== Information given ==
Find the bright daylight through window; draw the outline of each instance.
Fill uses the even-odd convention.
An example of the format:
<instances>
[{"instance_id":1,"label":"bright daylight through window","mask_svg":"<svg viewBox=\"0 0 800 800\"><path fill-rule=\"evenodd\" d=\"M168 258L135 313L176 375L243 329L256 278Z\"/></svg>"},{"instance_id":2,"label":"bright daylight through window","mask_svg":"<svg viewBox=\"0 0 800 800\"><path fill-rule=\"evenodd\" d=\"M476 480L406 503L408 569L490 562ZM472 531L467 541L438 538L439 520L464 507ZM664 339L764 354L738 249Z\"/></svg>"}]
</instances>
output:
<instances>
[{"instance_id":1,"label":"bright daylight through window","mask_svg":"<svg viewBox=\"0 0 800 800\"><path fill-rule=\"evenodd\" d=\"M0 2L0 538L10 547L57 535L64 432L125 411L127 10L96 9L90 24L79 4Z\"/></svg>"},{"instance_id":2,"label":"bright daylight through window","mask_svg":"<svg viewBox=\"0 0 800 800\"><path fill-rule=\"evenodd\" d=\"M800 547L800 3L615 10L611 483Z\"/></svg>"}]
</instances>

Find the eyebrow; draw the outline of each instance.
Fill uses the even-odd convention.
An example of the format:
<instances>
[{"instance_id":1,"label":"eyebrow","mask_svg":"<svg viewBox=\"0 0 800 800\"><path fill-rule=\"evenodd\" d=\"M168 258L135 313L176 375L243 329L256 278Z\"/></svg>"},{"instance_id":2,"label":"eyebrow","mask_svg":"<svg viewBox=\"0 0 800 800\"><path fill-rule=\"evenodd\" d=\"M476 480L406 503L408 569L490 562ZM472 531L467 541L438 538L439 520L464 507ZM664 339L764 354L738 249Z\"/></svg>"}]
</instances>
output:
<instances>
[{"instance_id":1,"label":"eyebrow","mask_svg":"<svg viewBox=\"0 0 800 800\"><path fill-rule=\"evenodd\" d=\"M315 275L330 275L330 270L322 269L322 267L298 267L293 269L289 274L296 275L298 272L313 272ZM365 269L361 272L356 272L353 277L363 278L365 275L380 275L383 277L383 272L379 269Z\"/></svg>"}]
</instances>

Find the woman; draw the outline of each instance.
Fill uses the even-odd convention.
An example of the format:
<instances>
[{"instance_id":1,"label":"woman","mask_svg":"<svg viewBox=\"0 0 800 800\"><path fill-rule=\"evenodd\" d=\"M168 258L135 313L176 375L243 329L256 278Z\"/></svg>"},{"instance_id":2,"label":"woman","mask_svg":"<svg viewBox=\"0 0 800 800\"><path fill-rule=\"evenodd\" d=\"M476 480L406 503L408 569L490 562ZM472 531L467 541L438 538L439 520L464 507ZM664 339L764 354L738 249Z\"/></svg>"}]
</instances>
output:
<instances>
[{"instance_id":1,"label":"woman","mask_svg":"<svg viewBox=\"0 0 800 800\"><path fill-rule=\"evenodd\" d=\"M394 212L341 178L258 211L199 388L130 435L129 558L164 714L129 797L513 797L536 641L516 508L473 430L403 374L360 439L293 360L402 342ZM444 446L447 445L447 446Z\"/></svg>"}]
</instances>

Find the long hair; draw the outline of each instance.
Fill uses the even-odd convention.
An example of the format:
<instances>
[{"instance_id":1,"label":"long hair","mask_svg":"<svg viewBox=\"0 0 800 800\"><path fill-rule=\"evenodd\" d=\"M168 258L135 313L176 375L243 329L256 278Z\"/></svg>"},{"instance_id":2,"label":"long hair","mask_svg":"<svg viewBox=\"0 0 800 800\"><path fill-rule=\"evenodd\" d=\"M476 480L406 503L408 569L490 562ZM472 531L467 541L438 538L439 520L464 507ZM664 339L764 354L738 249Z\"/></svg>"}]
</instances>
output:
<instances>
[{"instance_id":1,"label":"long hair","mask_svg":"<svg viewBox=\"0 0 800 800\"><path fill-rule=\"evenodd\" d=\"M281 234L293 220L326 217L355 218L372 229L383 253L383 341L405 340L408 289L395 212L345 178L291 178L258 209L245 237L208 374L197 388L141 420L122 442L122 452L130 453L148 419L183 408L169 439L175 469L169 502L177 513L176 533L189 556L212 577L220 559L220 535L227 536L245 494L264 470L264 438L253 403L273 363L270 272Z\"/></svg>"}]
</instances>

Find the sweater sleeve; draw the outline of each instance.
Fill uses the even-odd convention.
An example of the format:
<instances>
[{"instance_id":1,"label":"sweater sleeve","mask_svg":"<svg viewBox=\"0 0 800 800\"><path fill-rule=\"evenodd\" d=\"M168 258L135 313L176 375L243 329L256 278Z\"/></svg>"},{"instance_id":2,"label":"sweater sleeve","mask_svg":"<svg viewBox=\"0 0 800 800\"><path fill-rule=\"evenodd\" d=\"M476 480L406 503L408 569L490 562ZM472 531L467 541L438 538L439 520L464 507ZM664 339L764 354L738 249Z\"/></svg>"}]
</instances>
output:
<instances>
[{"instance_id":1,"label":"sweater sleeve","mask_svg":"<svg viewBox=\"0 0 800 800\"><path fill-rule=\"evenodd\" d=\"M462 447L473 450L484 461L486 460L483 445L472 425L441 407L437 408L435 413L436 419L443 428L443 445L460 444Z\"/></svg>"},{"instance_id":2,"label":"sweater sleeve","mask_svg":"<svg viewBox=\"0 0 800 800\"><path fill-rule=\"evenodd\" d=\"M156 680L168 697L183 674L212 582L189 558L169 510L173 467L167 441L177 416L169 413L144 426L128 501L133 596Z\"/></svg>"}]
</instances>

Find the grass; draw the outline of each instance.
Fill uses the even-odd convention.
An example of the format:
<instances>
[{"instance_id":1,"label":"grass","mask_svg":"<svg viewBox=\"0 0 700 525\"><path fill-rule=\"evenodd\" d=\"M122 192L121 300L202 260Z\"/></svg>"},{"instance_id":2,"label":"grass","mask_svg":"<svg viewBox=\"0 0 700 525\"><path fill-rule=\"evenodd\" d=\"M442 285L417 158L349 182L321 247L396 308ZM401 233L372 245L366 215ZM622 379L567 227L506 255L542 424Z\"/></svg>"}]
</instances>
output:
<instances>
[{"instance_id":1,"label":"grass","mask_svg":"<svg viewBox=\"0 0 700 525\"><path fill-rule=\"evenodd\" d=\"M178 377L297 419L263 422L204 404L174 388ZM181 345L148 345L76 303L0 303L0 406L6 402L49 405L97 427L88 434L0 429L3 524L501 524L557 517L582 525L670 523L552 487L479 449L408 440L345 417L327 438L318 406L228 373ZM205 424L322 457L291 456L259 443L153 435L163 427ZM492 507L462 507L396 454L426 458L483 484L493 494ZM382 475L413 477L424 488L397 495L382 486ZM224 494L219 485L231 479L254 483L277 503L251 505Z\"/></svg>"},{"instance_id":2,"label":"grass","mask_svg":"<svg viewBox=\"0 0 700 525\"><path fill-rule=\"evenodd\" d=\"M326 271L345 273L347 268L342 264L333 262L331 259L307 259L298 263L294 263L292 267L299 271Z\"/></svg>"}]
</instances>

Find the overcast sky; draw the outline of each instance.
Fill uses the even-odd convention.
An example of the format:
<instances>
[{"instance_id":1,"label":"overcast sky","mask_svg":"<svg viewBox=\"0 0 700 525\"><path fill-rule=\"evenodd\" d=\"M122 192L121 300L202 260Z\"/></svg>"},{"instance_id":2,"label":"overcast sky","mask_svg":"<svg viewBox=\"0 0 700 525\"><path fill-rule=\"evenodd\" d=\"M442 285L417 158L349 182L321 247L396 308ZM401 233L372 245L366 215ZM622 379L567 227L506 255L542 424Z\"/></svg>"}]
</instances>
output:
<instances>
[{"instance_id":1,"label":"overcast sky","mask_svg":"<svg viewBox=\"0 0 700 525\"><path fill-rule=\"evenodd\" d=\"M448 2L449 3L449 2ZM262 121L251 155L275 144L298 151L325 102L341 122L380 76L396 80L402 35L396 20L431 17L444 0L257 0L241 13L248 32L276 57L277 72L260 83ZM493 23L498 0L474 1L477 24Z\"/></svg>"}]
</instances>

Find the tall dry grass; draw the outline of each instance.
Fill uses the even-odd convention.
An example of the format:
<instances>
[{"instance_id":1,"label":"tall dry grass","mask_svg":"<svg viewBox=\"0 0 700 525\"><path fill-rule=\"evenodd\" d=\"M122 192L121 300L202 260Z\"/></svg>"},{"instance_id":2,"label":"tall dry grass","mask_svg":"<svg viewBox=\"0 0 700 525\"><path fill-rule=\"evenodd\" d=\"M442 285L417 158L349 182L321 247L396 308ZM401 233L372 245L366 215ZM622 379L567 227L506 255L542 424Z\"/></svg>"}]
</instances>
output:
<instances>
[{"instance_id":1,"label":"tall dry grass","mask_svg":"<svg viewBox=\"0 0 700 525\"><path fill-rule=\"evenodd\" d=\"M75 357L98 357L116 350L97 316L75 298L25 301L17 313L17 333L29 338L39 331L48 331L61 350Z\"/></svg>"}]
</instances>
===
** Work required **
Wherever the string "draw" occurs in the entries, copy that whole line.

** Solution **
Find the bright daylight through window; draw the outline of each instance.
Find the eyebrow; draw the outline of each instance.
Find the woman; draw the outline of each instance.
Find the long hair; draw the outline of each instance.
Find the sweater sleeve; draw the outline of each instance.
Find the grass; draw the outline of each instance.
Find the overcast sky; draw the outline of each instance.
Find the tall dry grass; draw the outline of each instance.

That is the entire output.